(Entries from a pointing dataset)

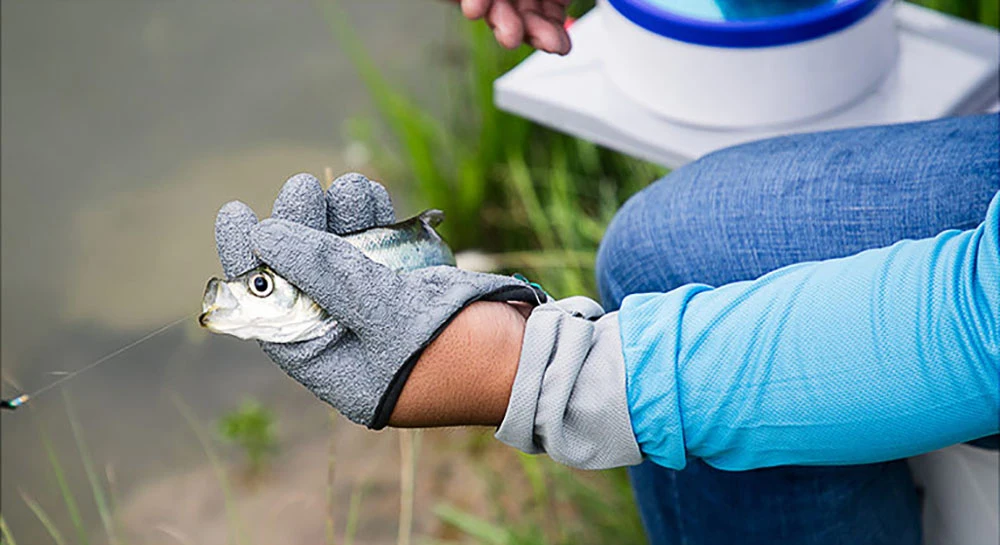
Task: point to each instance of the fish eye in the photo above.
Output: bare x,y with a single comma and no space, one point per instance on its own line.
260,285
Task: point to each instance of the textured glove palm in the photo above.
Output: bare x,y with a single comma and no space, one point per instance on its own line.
385,319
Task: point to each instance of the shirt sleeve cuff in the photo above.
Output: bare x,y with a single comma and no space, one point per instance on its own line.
569,397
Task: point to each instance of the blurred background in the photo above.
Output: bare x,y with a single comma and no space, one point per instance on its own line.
125,126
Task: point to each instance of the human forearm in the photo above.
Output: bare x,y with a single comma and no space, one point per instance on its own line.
464,377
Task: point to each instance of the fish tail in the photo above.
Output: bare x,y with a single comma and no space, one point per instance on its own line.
432,217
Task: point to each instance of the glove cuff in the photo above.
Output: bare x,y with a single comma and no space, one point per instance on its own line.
569,396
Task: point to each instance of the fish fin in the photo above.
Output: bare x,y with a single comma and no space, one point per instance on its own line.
432,217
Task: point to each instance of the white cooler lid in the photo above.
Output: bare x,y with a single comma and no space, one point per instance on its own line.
946,67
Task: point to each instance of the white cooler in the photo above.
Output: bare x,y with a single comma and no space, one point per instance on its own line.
773,70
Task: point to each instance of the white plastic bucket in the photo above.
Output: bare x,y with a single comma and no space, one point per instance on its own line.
734,85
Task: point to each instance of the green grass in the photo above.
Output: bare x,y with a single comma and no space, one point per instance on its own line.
251,427
540,202
537,200
237,533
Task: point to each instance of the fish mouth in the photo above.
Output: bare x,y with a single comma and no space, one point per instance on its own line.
209,305
203,318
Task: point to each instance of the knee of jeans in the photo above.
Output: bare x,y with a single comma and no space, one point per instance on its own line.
626,256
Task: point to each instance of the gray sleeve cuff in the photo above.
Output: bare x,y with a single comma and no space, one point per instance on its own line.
569,398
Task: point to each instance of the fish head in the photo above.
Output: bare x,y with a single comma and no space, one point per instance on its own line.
264,306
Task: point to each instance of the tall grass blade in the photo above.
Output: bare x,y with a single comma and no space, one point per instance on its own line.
475,527
88,467
43,517
232,513
68,499
331,466
6,538
409,445
354,512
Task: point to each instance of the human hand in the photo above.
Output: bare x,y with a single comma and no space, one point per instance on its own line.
386,320
538,23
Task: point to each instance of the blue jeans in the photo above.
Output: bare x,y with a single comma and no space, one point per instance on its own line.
742,212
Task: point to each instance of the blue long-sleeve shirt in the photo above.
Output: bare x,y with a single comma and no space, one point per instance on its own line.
881,355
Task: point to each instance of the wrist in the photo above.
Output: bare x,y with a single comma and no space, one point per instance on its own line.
465,376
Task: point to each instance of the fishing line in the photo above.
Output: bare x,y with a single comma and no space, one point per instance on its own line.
23,398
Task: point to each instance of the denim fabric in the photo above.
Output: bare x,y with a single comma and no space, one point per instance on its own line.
742,212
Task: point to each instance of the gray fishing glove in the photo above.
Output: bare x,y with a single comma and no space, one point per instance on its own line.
385,319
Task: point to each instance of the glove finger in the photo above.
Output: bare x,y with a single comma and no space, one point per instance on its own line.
232,238
354,289
301,200
355,203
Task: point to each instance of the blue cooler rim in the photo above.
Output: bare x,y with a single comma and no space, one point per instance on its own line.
767,32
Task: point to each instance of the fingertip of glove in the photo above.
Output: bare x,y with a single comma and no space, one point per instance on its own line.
354,202
301,200
232,227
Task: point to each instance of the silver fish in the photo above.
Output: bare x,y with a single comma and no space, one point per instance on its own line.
262,305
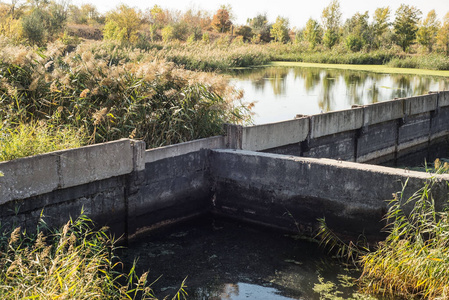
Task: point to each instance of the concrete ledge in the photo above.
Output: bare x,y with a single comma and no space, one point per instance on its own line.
35,175
383,112
420,104
273,135
334,122
156,154
443,99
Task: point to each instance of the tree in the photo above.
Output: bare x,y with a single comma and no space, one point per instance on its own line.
331,18
245,32
406,25
279,30
122,24
380,25
312,33
260,27
357,31
427,30
221,21
443,34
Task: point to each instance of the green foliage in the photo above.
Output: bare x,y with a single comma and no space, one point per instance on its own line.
221,21
167,33
313,33
358,32
380,26
331,17
443,34
279,30
33,28
428,29
122,24
406,25
75,262
31,139
112,92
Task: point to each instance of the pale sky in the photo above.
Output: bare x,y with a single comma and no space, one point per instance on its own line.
298,12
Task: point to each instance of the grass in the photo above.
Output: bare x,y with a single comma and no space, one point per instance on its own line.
75,262
34,138
110,92
366,68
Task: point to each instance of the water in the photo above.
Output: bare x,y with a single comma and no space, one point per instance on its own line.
225,259
280,93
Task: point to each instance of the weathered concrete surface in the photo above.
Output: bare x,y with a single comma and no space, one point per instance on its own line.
261,137
280,190
32,176
217,142
336,122
383,112
170,188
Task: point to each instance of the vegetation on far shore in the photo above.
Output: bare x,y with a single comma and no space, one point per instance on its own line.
412,261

▶ Exercise instructions: Reproduce all the rows above without the pictures, swapping "point to each instance" for "mark every occurrence" and leaving everything else unchanged.

▶ Result of this exercise:
Task: mark every occurrence of the fish eye in the photo above.
Output: bare x,y with a single comma and no space, one point per instance on its own line.
260,285
Task: mark every occurrence of the textured glove palm in the photo above.
Output: bare x,y with a single comma and no space, one point per instance on its own line.
385,319
Task: mark every occurrence of the shirt sleeve cuff in the photo above.
Output: bare x,y with a single comma and no space, one point per instance on its own line.
569,397
Task: mark every occurrence of the blurred background in the photo above.
Output: bare x,y with a single comma and no space, one point per instance on its own line.
125,126
Task: mark every occurrence of the human forearm in the photo above.
Output: bare x,y with a single comma and no space, one point per instance on its own line.
464,377
Task: mark every occurrence of the fish tail in the photo above.
Output: bare x,y with a single comma and no space, one point per instance on its own line.
432,217
Task: mark every occurrence of the glove cuff in the photo above.
Output: bare x,y with a single comma and no space, one point per instance on its own line.
569,396
Task: mark every occurrence of the fish fin in the photo above.
Output: bare x,y with a single comma and no space, one point per instance on its own line.
432,217
Task: mark every occurrence of the white cooler lid in the photo above.
Output: bare x,y with a single comma and no space, one point per instance on its own line.
946,67
Task: mark every occurrence of the white cooler in the photo above.
Output: bare x,y with a single comma and no space, one point per instance on its own line.
773,70
Task: mark every occurrence of the white plastic bucket in the photo above.
Output: bare x,y with a single comma and no space, one point per instance on its own line.
734,85
Task: mark every occurrence of the green grass in the photo above.
Output: bare x,y with a single comma and no space, one point per instance on its own line.
251,427
540,202
537,200
237,533
Task: mark every occurrence of the fish mouth in the photo above.
Output: bare x,y with a single comma and no space, one point per instance on its own line.
209,305
203,318
Task: mark every occurrence of the knee of jeans in the photo above.
Output: bare x,y with a single comma and no space, one point per instance on its own line.
626,256
Task: mark every occurrence of the gray sleeve cuff in the photo above.
Output: bare x,y with a single comma and no space, one point per instance on its own line.
569,398
Task: mark every occurrence of the fish head in the photo above.
Output: bare x,y with a single comma and no space, one point per instance on its own line.
264,306
Task: mark every occurrence of the tall grass blade in the photo above.
Output: bare x,y with a single comma and no space, one point per instance on its own line.
475,527
88,467
43,517
232,513
68,499
331,466
6,538
409,445
354,512
Task: mark every occurrence of the human hand in the photo above.
Output: bare x,y with a single comma and no space, one point per instance on its own line.
386,320
538,23
Task: mark every occurrence of the blue jeans in the photo above.
Output: bare x,y with a single comma and no space, one point per instance on its own line.
742,212
Task: mark every occurrence of the blue long-sleeve shirt in the photo above.
Output: bare x,y with a single comma and no space, one point per instance on its own line.
881,355
Task: mark every occurrence of the wrist in the photo above.
Output: bare x,y with a single comma and no space, one point per instance on its own line.
465,376
Task: mark every occurrence of the fishing line in the photo above.
Output: bare x,y with a single comma and no space, one point per instance on its own line.
23,398
Task: mark every occurrence of the denim fabric in the photo above.
Output: bare x,y with a single comma and no space, one point per instance on its own line.
742,212
Task: mark every occurrence of the gray fishing glove in the photo above.
Output: bare x,y with a single comma and no space, one point per instance on its own line.
385,319
Task: mark every occurrence of the glove finger in the photo above.
Output: bare x,y with a single comma and no space, one point per instance on its own line.
232,238
354,289
301,200
355,203
Task: mark every occurrence of the blue cooler rim in the photo above.
Output: bare x,y with a single comma and no space, one point per instance on its own line.
767,32
Task: mark every occurrence of the fingertip of glove in the photo above.
Output: bare x,y with a single comma and no space, one point per instance on its own line.
354,202
301,200
232,227
Task: mark every occurrence of the silver fish in the photo above.
Output: bare x,y with a single comma and no space, one point per instance on its own line.
262,305
Task: mark every occurrence of the concrete ledge in the photo above.
Output: bare x,y with a single comma and no space, one point per instance on its own line.
35,175
383,112
420,104
273,135
334,122
156,154
443,99
Task: mark every occurrence of the tree in the photo above.
Output: bare x,y with a single comma and no space, one point per instance on its own line.
331,18
245,32
406,25
279,30
122,24
380,25
312,33
260,27
357,31
427,30
221,21
443,34
Task: mark every occurrence of the green foliage in the photo above.
Output: bare x,y with a single comma and no space, one point per instance on its own line.
221,21
167,33
313,33
358,32
380,26
331,17
443,34
279,30
33,28
428,29
122,24
406,25
75,262
31,139
112,92
Task: mark every occurrence of the pale sky in the photo above.
Output: bare x,y with a single comma and no space, one point per instance on its own line.
298,12
Task: mark every occurrence of the grass in the photo above.
Output: bare x,y with a single comma and no space, one point per instance on its own line.
75,262
34,138
110,92
366,68
Task: mark every occurrence of the water in the photo above.
Output: bare x,y with a single comma and no space, one point per instance on its own line.
225,259
280,93
Task: mark every occurrence of the weathered concrete surface in the photo above.
Output: bare x,y with a single comma and no space, one point per instance on its own line.
261,137
280,190
32,176
217,142
336,122
383,112
170,188
Task: mark every occurrence of the vegetation on far shore in the photo above.
Output: bare x,y with a single comma and no space, one point per instance on its own line.
412,261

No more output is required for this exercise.